**What the exercise asks:**
Exactly as given, write out the lines from the one containing "Using the image above, draw a bounding box around the seated" through the end of the listing, with both ends included and nothing else.

**Dataset:**
────────────────────────────────────────
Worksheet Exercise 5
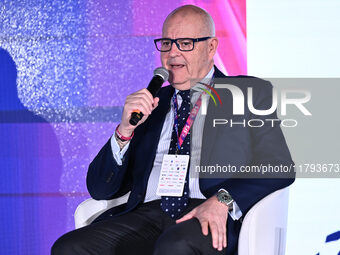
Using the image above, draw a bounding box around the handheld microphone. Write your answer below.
[129,67,169,126]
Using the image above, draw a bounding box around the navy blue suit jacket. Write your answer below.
[87,66,295,221]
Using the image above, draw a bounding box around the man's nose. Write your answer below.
[168,42,181,57]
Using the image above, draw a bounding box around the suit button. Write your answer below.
[137,194,142,199]
[105,172,114,183]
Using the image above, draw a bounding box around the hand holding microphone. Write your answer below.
[118,67,169,138]
[129,67,169,125]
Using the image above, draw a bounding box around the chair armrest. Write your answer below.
[238,187,289,255]
[74,192,130,229]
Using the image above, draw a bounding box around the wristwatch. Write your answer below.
[216,190,234,212]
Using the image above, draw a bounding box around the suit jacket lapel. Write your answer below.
[200,66,226,166]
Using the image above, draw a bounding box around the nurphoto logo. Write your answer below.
[193,81,312,128]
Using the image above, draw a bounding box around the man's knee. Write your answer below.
[153,228,194,255]
[51,233,76,255]
[51,230,92,255]
[154,237,193,255]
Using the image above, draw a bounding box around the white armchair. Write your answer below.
[74,187,289,255]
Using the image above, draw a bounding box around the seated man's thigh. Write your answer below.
[153,217,240,255]
[51,208,163,255]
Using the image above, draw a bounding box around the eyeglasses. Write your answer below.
[154,37,211,52]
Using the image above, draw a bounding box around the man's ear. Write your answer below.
[208,37,218,57]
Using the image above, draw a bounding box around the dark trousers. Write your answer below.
[51,199,240,255]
────────────────────────────────────────
**Response:**
Using the image above, draw a bounding box around the seated man's thigh. Write your answer below.
[153,217,240,255]
[51,208,163,255]
Using the image above, draw a bounding box around the eyeglasses. Write your answer below.
[154,37,211,52]
Using the image above, draw a bounding box around the man's ear. Write your answer below.
[208,37,218,57]
Using the image above, draw a bounding box around the dark trousers. Write your answer below.
[51,199,240,255]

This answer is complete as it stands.